Sunday, May 22, 2011

Book #66: Be Different

Be Different: Adventures of a Free-Range Aspergian with Practical Advice for Aspergians, Misfits, Families & TeachersTitle: Be Different: Adventures of a Free-Range Aspergian
Author: John Elder Robison

So many of the books I've read lately about Asperger's talk about it as a disability to be endured, and with luck, overcome, at least in part. Few people seem to see it as a strength. I liked Be Different because John Elder Robison presents his life with Asperger's as a success because of his Asperger's, not in spite of it. He does recognize that he's not a social being, and that he sometimes makes mistakes because he doesn't interpret social situations the way neurotypicals (nypicals, in Robison-speak) does, but he also sees that he's had a lot of success in life because of his interests and his ability to hyperfocus on those interests.

For that reason, I loved Be Different. I spend so much of my time in fear for my kid-- will he be able to pass the school year, will he graduate from high school, will he serve a mission, live on his own, get married? Be Different shows that people with Asperger's can live very successful, fulfilling, attached, social, normal lives if they work at it and have people who care about them to guide them. I hope that I can be one of those people.


Shelly said...

Man, Shelah, this was an answer to prayers for me tonight. I just hopped on your blog looking for a good book to read because I need a BIG distraction right now. Our oldest has just been diagnosed with Asperger's and I just wanted to escape with a good read. Instead I'll be reading this book. I need this more. I'm worried about everything you mentioned and have been thinking about all the roadblocks that will be in his way. I need this book...Thanks!!!

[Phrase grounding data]
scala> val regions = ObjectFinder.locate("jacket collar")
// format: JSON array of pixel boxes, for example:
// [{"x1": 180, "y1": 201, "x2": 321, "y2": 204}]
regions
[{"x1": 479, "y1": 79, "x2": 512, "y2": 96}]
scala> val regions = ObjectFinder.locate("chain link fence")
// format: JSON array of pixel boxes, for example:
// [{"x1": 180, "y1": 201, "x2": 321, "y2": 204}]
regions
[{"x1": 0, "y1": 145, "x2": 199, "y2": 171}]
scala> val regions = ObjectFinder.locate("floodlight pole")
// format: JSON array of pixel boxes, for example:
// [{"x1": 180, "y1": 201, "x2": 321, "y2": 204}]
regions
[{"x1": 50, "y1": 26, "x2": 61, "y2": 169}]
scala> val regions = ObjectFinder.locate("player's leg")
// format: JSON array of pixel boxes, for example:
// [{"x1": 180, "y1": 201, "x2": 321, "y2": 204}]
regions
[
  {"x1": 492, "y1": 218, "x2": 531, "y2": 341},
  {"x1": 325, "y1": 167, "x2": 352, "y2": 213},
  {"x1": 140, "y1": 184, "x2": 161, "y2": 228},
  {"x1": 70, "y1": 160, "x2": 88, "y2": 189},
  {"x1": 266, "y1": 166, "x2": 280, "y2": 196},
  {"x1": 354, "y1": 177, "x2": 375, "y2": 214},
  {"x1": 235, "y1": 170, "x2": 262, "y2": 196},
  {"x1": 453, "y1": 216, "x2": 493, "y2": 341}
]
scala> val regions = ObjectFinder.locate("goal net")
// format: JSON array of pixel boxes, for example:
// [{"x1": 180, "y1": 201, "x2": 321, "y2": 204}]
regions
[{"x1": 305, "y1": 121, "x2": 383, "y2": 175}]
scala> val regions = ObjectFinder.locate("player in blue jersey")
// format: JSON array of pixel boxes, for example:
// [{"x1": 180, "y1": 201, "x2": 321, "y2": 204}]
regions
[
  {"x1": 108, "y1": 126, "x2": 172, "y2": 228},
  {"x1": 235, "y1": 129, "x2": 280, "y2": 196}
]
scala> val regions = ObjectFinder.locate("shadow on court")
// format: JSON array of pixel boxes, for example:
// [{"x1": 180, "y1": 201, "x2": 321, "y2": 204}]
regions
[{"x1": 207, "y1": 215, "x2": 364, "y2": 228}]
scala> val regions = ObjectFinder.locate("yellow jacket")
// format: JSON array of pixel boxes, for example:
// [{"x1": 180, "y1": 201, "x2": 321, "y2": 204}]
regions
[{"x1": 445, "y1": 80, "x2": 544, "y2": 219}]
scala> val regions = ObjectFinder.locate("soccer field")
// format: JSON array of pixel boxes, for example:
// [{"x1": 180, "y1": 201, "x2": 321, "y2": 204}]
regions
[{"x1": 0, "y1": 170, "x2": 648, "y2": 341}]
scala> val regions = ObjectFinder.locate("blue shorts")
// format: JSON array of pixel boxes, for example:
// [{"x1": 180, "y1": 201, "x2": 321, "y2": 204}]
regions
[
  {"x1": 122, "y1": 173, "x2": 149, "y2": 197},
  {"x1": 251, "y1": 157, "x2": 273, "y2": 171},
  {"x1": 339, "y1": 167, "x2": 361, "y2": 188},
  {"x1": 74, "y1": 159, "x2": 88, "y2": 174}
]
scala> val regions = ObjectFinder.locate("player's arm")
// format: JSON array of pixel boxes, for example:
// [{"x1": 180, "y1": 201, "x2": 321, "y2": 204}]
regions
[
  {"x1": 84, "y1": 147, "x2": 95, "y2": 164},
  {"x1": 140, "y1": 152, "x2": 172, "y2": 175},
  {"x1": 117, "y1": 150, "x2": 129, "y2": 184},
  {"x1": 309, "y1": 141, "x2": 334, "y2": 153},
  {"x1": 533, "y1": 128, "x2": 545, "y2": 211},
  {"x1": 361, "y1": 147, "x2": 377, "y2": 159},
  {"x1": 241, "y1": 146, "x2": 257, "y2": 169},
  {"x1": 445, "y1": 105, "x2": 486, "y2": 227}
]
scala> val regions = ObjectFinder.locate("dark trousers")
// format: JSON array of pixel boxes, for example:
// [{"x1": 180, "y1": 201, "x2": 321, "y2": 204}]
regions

◆ **PROBLEMS TO SOLVE**
a - Transcribe the stretch of the Be Different blog post from "So many of the" through "on those interests.".
b - Pick up the Be Different blog post after its final sentence and continue writing it.

◆ **ANSWERS**
a -
So many of the books I've read lately about Asperger's talk about it as a disability to be endured, and with luck, overcome, at least in part. Few people seem to see it as a strength. I liked Be Different because John Elder Robison presents his life with Asperger's as a success because of his Asperger's, not in spite of it. He does recognize that he's not a social being, and that he sometimes makes mistakes because he doesn't interpret social situations the way neurotypicals (nypicals, in Robison-speak) does, but he also sees that he's had a lot of success in life because of his interests and his ability to hyperfocus on those interests.

b -
Anonymous said...

Shelah- I've been following your blog for a couple of years now for the book reviews. Your reviews this week are hitting a soft spot as we're currently starting testing for our oldest to see if he might have Asperger's.
I'm wondering, would you be willing to share more about your journey with your son's Aspergers? (I understand if the answer is no- too personal, etc). There are plenty of us who would look forward to hearing from another mom.
Thank you for sharing these reviews.

Nani Lii S. Furse said...

Thank you for the book recommendation. We too have a son with Asperger's so I'm interested in reading about someone who has turned his life into a success because of it. Our son is now a teen; in our area it's hard to find professional help or support for older children who are on the autism spectrum. I would also appreciate any insights that you or anyone else might be willing to offer in the future. I read your blog often and enjoy the book reviews.